**Directive 1**
Show every line of the listing below that contains the word "dirt".

Tuesday, September 20, 2011

In 2009, the film Man on Wire took home the Academy Award for Best Documentary. It’s a film about the high-wire walker Philippe Petit who walked a wire suspended between the World Trade Center towers in the 1970s. After the film won the award, Petit was interviewed by NPR’s Weekend Edition host Scott Simon, and there was one section of the interview that really resonated with me:

Simon: Can I get you to recall what that first step was like?

Petit: That moment, the slow-motion shifting of my weight, from the position where I have one weight anchored on the building and one weight—one foot touching the cable to turn the page from pedestrian and to open the page to life, to a short life as a bird, is of course for the wire-walker a point of no return. And for me, it was stepping into the live moment of living my dream after six-and-a-half years of dreaming my dream.

Simon: …What would have happened if you’d slipped?

Petit: That’s a very wrong question, because it doesn’t apply to me. I do not put myself in a state of question mark on the wire. Actually, the question mark, I transform it in[to] an exclamation point. And, again, when I say I’m writing in the sky, it’s not a beautiful image, it’s actually exactly what I’m doing. I have composed my text in my head, and I’m just now writing. I force my body to follow my will; and I will never put myself in a state of risk, only a state of ‘I hope the wire is strong enough; I hope I have enough training to do…to walk on that wire.’ And, at the same time, what I am sharing with you, this solidity, I am completely lying because here I am in the most fragile state and the most fragile universe there is. But this combination of extreme, the solidity in my heart and in my body, and the fragility of being a man on a wire, is actually the beauty of the miracle of wire-walking. So let’s not try to explain it further than that.

**Information given**

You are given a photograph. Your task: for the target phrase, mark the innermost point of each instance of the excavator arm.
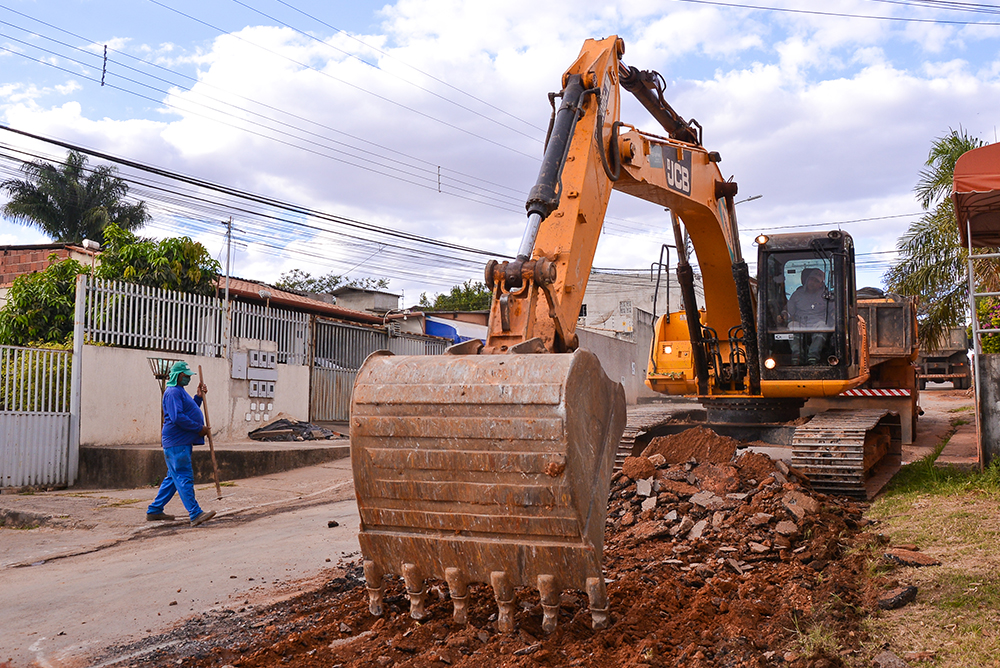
(493, 463)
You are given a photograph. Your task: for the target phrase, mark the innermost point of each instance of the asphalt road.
(59, 612)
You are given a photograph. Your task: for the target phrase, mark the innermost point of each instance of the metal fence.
(340, 350)
(132, 316)
(290, 330)
(35, 398)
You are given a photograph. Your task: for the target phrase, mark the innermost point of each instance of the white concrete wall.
(120, 399)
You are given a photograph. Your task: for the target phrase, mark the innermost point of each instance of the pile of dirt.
(708, 563)
(284, 428)
(700, 443)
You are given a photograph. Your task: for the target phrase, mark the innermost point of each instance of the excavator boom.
(492, 463)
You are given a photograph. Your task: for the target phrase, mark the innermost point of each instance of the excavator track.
(838, 449)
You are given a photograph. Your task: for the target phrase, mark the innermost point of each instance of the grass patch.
(954, 516)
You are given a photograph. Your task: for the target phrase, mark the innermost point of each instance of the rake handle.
(211, 445)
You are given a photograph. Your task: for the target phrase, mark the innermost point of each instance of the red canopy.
(976, 194)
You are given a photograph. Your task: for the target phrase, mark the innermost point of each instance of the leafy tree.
(40, 305)
(932, 263)
(303, 281)
(470, 296)
(71, 202)
(176, 263)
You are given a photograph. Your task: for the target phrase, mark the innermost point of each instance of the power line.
(814, 12)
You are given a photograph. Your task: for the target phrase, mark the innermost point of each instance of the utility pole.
(227, 327)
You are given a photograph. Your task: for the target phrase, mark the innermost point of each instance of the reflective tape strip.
(875, 393)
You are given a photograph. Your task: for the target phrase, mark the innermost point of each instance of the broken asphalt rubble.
(713, 556)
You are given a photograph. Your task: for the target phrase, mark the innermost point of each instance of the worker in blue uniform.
(183, 428)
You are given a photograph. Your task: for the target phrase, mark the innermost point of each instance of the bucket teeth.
(598, 596)
(373, 580)
(459, 590)
(504, 592)
(548, 592)
(415, 590)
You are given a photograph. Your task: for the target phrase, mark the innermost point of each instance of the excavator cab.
(807, 316)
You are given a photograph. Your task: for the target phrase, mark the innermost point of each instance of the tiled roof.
(251, 291)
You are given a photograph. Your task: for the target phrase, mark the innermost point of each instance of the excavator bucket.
(485, 468)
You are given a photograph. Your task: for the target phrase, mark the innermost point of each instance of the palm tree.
(932, 263)
(70, 202)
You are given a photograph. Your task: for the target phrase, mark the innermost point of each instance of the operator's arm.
(791, 311)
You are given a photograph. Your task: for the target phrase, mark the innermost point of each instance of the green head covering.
(176, 370)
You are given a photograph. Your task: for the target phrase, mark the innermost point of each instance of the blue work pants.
(180, 479)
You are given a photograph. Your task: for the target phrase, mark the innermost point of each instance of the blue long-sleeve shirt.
(182, 418)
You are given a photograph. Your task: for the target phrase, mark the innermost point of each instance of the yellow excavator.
(492, 464)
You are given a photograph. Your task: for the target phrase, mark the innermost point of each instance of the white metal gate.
(339, 351)
(34, 416)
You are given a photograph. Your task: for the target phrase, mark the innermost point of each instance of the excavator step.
(838, 449)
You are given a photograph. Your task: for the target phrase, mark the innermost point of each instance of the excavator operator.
(810, 311)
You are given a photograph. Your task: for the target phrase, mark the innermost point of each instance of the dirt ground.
(719, 562)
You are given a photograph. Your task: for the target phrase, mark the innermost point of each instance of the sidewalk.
(70, 522)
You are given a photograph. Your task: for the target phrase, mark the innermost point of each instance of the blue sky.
(351, 108)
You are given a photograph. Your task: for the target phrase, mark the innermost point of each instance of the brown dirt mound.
(718, 573)
(700, 443)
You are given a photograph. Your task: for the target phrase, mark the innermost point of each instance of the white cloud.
(830, 119)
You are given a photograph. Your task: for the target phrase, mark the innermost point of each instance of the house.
(365, 299)
(26, 259)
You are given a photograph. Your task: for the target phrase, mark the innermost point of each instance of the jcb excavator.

**Directive 2**
Retype the post about Man on Wire from "Petit: That moment, the" up to and including "if you’d slipped?".

**Exercise output 1**
You are given a photograph. Your task: for the target phrase, mark the innermost point of each instance of the pile of dirt.
You are given a photograph. Your task: for the target phrase, mark the innermost point of each instance of the dirt ground.
You are given a photograph. Your task: for the target phrase, mark the innermost point of each instance of the brown dirt mound.

**Exercise output 2**
Petit: That moment, the slow-motion shifting of my weight, from the position where I have one weight anchored on the building and one weight—one foot touching the cable to turn the page from pedestrian and to open the page to life, to a short life as a bird, is of course for the wire-walker a point of no return. And for me, it was stepping into the live moment of living my dream after six-and-a-half years of dreaming my dream.

Simon: …What would have happened if you’d slipped?